TASK REQUIREMENTS:
For each entry that follows, produce an exact copy.

== MATERIAL PROVIDED

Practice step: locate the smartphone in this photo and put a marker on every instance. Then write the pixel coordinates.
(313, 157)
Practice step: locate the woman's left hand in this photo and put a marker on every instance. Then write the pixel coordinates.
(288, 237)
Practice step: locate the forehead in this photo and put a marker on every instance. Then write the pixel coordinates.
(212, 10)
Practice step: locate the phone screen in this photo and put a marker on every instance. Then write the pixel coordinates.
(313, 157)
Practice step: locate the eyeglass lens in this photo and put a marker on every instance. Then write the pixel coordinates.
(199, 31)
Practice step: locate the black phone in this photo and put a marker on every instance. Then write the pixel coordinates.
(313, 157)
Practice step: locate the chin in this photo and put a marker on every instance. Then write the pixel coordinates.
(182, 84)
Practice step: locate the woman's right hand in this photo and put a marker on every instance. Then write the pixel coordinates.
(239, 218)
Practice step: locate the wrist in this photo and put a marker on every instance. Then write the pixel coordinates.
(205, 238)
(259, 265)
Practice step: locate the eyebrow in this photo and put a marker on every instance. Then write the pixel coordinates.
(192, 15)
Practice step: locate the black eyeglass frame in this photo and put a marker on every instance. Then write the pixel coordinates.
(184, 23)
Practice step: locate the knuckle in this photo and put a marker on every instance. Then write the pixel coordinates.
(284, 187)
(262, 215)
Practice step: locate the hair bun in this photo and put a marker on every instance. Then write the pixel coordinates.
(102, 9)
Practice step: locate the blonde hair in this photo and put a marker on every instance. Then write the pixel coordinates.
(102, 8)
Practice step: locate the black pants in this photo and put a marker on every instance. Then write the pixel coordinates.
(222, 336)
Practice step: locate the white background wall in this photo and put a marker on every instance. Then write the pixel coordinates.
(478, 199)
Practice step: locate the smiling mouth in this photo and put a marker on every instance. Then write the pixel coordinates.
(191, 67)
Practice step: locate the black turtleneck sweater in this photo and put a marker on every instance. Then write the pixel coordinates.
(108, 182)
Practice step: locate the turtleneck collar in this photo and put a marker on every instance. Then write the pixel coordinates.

====

RESPONSE BELOW:
Practice step: locate the smartphone in this photo and put a marker on every instance. Then write the pixel coordinates.
(313, 157)
Practice step: locate the woman's left hand in this photo and put a marker on every instance. Then write the pixel coordinates.
(288, 237)
Practice step: locate the forehead in this photo and put a marker on every instance. Then write the pixel coordinates.
(212, 10)
Practice step: locate the phone screen in this photo and put a marker on every instance. Then write the pixel coordinates.
(313, 157)
Practice step: locate the eyeglass lens in this photo and put a marker on every instance. Then write the pixel coordinates.
(199, 31)
Practice step: locate the black phone in this photo and put a marker on every instance. Then write the pixel coordinates.
(313, 157)
Practice step: locate the chin in this photo and put a marker on every instance. Then write the pixel coordinates.
(182, 84)
Practice step: locate the woman's right hand in this photo and put a marker on every instance. Then write the pixel coordinates.
(239, 218)
Practice step: locate the wrist in this photo and put a marker on every instance. Then write the pixel coordinates.
(205, 238)
(259, 265)
Practice step: locate the eyebrow in this photo and put a marker on every instance. Then write the pixel coordinates.
(192, 15)
Practice step: locate the black eyeglass frame in this photo and put a marker on every instance. Then write the pixel coordinates.
(184, 23)
Practice step: locate the knuckle in this photo and put a marker on every instance. Then write the pixel coordinates.
(284, 187)
(262, 215)
Practice step: locate the hair bun in this photo and put a marker on every instance. Then write the pixel coordinates.
(102, 9)
Practice step: locate the blonde hair in this photo and put a marker on every instance. Then write the pixel coordinates.
(102, 8)
Practice step: locate the black pants in this photo and put a marker on every instance. Then write the pixel coordinates.
(222, 336)
Practice step: locate the white background wall in this photo and put a marker on every instance. Then write the pixel coordinates.
(478, 199)
Practice step: locate the smiling mouth in this photo and put a marker on every instance. Then write the pixel coordinates.
(191, 67)
Practice step: locate the black turtleneck sweater in this photo and put a marker on every instance. Then write the pixel coordinates.
(108, 182)
Practice step: locate the turtleneck collar in this photo and put a marker on every instance. Then write the pixel coordinates.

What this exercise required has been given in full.